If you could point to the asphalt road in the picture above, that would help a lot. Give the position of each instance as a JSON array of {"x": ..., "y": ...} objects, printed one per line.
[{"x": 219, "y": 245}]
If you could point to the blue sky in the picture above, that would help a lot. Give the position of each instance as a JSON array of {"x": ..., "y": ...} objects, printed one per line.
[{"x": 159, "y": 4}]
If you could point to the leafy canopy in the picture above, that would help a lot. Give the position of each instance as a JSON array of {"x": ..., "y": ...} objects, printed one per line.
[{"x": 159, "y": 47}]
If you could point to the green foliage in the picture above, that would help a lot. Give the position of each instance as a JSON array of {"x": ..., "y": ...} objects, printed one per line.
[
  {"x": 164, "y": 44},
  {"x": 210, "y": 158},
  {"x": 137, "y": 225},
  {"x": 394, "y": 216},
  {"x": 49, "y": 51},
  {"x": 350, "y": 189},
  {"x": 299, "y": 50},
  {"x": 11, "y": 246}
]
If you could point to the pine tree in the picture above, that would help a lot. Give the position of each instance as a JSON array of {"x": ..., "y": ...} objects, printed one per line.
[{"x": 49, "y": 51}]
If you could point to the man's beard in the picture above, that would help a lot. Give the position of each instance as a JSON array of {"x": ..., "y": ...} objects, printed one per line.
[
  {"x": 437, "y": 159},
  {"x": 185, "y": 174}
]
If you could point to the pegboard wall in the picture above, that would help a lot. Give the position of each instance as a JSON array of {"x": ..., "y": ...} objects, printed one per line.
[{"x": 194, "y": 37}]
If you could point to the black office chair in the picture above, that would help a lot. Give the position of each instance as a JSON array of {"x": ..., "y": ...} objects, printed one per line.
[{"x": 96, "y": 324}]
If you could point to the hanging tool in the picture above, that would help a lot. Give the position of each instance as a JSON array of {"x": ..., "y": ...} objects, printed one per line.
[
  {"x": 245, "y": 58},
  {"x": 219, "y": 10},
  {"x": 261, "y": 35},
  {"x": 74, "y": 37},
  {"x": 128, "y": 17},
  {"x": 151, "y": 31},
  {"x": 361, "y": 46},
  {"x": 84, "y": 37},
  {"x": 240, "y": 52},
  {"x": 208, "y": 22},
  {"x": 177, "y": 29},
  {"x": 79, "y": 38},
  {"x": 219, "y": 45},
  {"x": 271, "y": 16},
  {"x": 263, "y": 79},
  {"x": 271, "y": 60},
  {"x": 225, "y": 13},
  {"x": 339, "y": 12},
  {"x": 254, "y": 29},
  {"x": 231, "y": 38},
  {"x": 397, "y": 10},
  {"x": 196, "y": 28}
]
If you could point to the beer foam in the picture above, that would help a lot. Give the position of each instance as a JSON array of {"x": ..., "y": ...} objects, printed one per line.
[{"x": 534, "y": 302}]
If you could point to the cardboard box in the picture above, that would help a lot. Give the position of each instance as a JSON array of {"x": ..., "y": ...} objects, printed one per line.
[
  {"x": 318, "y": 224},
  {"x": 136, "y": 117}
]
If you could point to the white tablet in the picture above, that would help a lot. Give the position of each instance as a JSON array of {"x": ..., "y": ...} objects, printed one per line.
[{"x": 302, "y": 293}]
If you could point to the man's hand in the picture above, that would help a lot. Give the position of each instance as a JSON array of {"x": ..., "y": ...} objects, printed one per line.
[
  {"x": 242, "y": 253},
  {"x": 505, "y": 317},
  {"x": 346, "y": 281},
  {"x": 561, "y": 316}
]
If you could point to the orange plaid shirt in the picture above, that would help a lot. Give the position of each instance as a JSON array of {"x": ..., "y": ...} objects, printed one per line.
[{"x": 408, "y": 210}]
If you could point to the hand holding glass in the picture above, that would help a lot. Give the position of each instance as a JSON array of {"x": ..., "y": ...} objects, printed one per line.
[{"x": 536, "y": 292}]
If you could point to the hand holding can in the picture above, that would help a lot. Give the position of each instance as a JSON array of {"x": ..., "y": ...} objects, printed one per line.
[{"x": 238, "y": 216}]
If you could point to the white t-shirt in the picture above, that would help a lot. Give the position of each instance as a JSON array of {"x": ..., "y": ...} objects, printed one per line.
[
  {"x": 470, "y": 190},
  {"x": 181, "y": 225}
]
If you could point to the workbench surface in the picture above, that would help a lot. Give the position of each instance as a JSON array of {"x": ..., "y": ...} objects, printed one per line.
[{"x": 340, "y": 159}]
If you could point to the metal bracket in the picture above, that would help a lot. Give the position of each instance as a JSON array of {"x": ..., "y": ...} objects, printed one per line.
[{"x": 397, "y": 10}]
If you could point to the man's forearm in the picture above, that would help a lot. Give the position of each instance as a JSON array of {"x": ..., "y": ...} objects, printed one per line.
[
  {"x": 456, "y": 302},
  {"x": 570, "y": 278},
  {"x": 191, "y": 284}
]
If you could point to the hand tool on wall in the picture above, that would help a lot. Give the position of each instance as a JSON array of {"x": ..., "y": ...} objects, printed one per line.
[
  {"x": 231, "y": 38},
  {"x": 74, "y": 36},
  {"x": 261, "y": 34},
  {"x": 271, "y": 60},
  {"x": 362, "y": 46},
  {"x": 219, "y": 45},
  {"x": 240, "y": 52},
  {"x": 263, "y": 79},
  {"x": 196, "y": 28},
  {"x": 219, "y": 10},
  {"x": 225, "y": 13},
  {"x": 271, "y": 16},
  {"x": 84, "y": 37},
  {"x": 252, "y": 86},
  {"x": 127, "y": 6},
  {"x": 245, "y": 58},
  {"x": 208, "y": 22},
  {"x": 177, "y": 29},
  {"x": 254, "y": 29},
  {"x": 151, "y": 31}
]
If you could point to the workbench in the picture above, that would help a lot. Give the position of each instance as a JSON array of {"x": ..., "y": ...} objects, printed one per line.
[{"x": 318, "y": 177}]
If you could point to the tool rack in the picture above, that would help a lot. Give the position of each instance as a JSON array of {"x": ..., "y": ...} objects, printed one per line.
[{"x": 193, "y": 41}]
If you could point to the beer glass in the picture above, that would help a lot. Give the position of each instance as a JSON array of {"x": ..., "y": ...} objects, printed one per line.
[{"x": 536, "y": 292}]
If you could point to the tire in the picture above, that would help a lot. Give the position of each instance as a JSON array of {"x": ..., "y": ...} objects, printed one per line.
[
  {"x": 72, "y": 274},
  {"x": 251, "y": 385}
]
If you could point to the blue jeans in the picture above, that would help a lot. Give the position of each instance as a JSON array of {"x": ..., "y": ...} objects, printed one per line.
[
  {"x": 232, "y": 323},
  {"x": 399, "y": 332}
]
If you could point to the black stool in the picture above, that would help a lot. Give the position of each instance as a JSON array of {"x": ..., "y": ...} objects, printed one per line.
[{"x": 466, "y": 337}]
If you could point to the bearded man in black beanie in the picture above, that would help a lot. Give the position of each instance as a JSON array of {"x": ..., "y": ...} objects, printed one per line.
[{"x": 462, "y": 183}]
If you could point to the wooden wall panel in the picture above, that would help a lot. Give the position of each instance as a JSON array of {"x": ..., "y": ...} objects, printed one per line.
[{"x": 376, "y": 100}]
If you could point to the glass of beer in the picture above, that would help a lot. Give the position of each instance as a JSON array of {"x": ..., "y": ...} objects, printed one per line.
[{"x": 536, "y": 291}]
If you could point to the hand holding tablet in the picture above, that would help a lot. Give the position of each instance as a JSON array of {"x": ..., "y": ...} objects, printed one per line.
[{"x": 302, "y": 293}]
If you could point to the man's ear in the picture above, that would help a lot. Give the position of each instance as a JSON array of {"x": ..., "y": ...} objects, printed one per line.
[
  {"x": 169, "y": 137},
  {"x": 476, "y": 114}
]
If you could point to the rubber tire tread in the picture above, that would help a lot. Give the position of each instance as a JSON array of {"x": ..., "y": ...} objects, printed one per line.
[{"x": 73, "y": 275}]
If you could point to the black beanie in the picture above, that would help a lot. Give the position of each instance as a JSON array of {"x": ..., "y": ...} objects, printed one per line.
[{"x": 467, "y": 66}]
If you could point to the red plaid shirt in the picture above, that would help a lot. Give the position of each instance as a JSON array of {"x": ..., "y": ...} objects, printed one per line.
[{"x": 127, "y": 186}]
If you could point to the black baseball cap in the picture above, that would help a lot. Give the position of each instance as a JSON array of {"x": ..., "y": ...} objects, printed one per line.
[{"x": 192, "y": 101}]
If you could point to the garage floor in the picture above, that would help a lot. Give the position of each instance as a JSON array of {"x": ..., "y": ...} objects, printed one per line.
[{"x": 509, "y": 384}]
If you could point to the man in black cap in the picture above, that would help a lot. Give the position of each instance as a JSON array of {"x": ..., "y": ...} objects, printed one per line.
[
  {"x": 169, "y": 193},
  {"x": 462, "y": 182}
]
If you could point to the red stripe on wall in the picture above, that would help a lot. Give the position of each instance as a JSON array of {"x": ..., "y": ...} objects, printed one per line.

* * * * * * *

*PROBLEM DESCRIPTION*. Reproduce exactly, with nothing added, the lines from the one that contains "If you could point to the garage" to the end of the data.

*ANSWER TO THIS PROBLEM*.
If you could point to the garage floor in the picture above, that would help a lot. Give the position of each instance as a JSON array of {"x": ..., "y": ...} objects, printed one per line.
[{"x": 509, "y": 384}]
If you could point to the man in black cap in the picture above, that would help a lot. Give the position of each instance as a JSON array of {"x": ..., "y": ...} objects, printed one per line.
[
  {"x": 169, "y": 193},
  {"x": 462, "y": 182}
]
If you could point to the red stripe on wall in the picture above, that would help a lot. Give the position of each instance as a JSON array of {"x": ..., "y": ...} objects, printed one per line.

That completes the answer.